[Task instructions] Leave the pictures out and reproduce, exactly, the lines from the one with "TARGET = forested hillside" through the end of the entries below.

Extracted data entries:
>> START
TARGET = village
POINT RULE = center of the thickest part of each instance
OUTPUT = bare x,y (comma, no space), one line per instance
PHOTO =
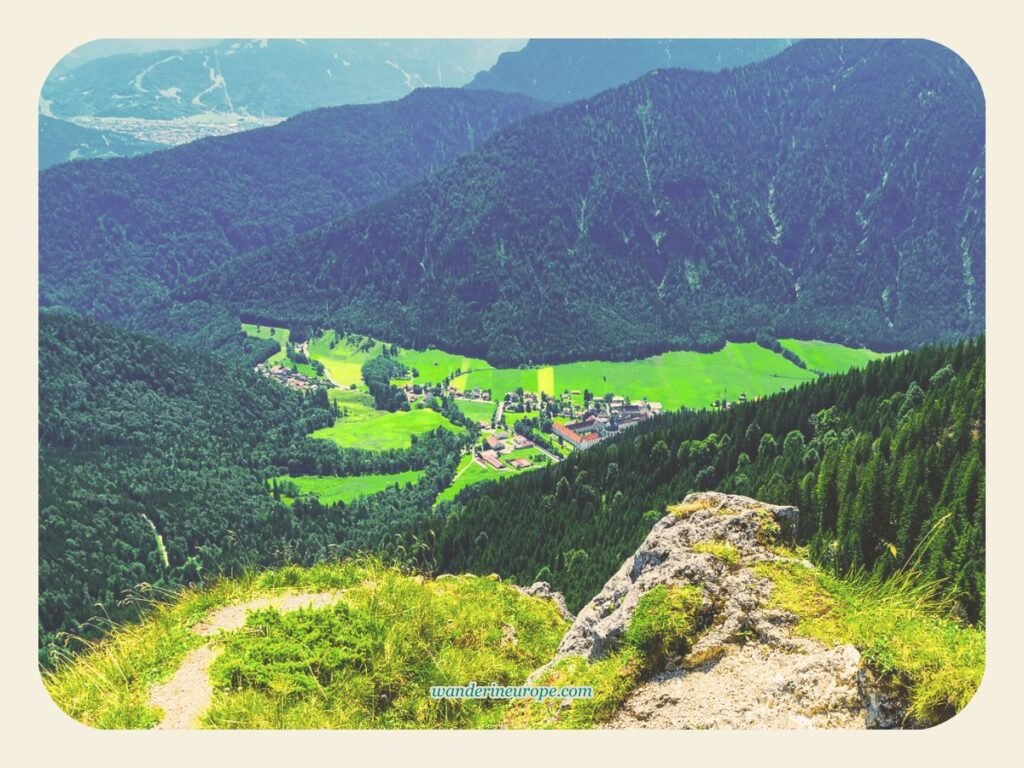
526,426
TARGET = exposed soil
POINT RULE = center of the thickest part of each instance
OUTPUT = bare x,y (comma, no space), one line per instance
187,694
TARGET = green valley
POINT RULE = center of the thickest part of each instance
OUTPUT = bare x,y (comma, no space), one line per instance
330,491
681,379
380,430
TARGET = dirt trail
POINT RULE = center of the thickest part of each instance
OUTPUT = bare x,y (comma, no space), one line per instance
187,694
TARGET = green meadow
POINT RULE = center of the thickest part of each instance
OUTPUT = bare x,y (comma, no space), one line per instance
333,489
470,473
828,357
344,359
674,379
381,430
478,412
282,336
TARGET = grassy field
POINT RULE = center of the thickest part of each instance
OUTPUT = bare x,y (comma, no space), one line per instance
334,489
674,379
354,404
470,473
344,363
480,412
280,335
380,629
381,430
344,360
828,357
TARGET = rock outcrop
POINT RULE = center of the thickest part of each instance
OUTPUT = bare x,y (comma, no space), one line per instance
747,668
543,590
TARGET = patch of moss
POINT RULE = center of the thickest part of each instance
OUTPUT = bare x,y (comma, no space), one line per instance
685,509
768,527
665,624
899,625
724,551
367,662
612,678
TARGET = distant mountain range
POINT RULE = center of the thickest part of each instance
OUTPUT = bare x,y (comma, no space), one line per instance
116,236
114,46
60,140
835,190
563,71
264,78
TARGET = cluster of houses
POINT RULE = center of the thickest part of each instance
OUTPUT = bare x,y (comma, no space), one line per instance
598,423
288,378
499,443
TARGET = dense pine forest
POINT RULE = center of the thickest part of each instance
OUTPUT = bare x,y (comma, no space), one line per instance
154,464
886,465
835,192
116,236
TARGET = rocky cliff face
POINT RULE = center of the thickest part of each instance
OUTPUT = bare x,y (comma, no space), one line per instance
747,668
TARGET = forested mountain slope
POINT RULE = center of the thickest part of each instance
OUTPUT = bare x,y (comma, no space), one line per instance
152,470
119,233
887,465
835,190
563,71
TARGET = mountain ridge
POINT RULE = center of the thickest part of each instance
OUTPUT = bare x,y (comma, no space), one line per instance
567,70
662,200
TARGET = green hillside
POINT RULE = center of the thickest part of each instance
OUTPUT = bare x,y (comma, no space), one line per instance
365,657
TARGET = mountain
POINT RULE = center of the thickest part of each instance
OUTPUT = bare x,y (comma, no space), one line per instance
833,192
152,468
887,465
117,235
263,78
60,141
114,46
563,71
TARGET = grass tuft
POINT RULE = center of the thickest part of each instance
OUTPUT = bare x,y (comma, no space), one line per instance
901,626
664,625
724,551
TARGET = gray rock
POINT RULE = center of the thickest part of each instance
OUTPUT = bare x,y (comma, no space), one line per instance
543,590
747,669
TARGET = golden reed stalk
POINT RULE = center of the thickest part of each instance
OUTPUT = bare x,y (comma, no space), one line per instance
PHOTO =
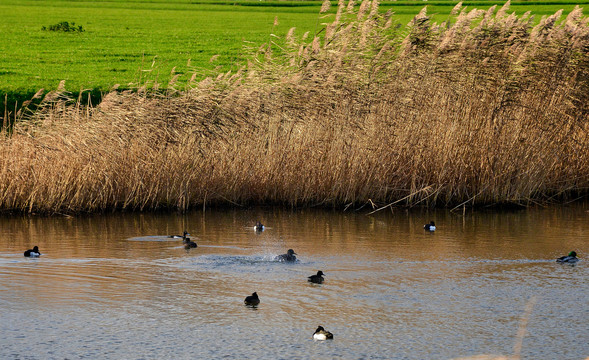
481,109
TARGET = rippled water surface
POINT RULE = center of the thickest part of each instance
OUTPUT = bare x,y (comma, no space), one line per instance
115,287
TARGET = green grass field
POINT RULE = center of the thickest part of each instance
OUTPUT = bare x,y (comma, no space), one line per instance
124,38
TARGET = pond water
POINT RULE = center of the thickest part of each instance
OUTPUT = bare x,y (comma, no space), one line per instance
116,287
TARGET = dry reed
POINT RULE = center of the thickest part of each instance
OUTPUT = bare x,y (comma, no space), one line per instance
481,109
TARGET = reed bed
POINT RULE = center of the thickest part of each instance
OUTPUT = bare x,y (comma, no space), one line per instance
481,109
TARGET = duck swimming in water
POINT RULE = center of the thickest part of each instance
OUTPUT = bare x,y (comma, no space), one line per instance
183,236
189,244
318,278
430,227
252,300
288,257
259,227
322,334
571,258
33,253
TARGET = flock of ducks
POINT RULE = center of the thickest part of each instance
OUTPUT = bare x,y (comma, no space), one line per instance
290,257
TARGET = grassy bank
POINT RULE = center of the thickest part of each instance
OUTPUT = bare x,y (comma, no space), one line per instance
487,109
122,39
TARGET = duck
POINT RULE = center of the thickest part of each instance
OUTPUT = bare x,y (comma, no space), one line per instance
33,253
318,278
183,236
430,227
571,258
288,257
259,227
189,244
252,300
322,334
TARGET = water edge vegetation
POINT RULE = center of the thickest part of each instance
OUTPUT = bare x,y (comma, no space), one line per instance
484,108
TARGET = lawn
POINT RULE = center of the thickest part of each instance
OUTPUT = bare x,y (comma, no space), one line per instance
123,39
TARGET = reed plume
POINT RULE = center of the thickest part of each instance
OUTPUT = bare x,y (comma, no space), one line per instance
482,109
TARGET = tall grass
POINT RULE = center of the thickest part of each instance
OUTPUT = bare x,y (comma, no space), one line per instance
482,109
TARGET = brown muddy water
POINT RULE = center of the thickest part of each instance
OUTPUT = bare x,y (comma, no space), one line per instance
115,287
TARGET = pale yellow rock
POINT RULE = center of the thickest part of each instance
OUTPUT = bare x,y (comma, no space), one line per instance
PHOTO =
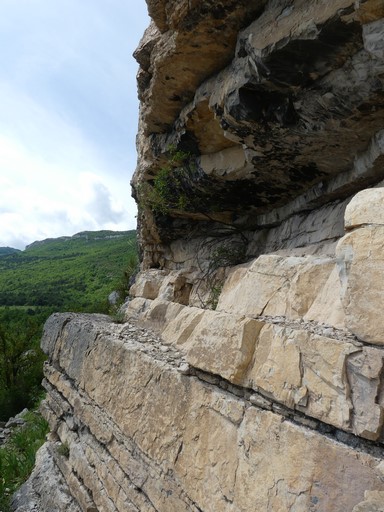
374,502
179,329
361,270
175,287
285,462
147,284
222,344
327,307
364,375
275,285
178,440
135,308
228,164
159,314
366,207
303,371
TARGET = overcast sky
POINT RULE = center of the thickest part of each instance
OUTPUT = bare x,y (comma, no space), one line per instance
68,116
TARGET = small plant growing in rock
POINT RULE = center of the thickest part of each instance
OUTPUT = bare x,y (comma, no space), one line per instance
63,450
167,192
221,256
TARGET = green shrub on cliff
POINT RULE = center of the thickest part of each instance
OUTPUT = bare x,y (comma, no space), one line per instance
17,456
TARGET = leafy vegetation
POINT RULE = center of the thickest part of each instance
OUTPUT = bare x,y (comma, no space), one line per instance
63,274
169,188
69,273
17,457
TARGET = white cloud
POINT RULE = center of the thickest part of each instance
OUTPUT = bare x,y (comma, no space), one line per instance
68,117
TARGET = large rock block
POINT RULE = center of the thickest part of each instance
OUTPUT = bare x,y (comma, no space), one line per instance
223,344
144,437
361,269
274,285
366,207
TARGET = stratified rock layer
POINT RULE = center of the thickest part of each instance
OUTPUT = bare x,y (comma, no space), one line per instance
143,435
249,372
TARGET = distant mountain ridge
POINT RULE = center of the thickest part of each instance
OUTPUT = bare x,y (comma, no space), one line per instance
86,235
66,273
5,251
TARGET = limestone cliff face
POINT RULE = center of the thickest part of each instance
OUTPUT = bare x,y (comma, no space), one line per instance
248,375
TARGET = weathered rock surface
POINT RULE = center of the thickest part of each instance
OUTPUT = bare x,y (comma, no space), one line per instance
361,267
134,445
249,372
276,121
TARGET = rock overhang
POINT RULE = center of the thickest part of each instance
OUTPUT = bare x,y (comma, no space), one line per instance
283,118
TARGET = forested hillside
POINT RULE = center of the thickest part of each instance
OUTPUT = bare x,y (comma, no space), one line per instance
63,274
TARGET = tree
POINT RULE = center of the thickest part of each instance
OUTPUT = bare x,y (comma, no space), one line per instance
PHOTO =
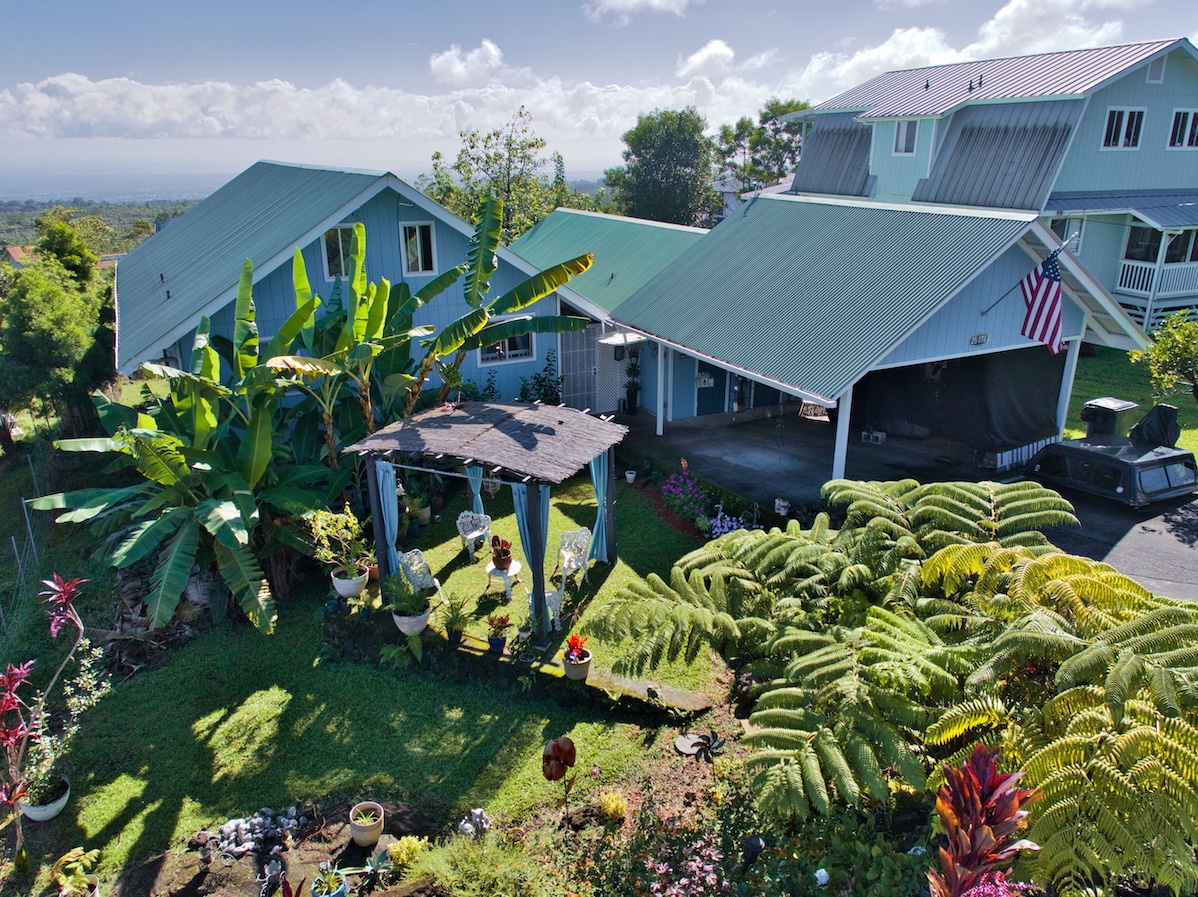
669,169
1173,358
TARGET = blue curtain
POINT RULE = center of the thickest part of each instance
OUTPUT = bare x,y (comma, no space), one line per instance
388,501
598,550
475,478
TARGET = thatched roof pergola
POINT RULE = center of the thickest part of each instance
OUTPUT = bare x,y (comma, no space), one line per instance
526,446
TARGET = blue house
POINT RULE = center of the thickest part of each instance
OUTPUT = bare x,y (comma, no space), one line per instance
885,285
192,268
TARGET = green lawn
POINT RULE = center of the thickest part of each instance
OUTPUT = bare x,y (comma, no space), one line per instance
235,721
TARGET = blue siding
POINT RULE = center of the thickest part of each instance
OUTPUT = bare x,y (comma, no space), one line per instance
947,333
899,175
1153,165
>> END
[Solved exercise]
TARGET = forested hillside
POINT RULE = center of the thickest part of each instance
OUTPUT = bare x,y (comma, no space), one line per instance
63,274
TARGET = tree
POINT RULE = center of the thickest part of each instance
OUTPUT = bare x,y (comma, no space), one line per instance
PHOTO =
669,169
1173,358
TARGET = blue curtain
POINT RULE = center of the thickest part of each instance
OUTPUT = bare x,y (comma, no space), one line per instance
388,501
598,550
475,478
TARGET = thatched roof pergola
POINT RULE = center of the thickest part of each instance
OUTPUT = bare x,y (comma, no space), one line per instance
526,446
TARGET = blue house
POINT RULE = center of the thickest part of each instance
OUTPUT = bare x,y (comma, no space), one line per instance
885,285
192,268
TARGET = green lawn
POINT RULE = center of the thickest part of each instance
OUTPUT = bare x,y (comma, no space), one line per instance
235,721
TARGET = blue siding
POINT RULE = center of the thickest part of each instance
OUTPUT = bare x,y (comma, no space), one line per instance
947,333
899,175
1153,165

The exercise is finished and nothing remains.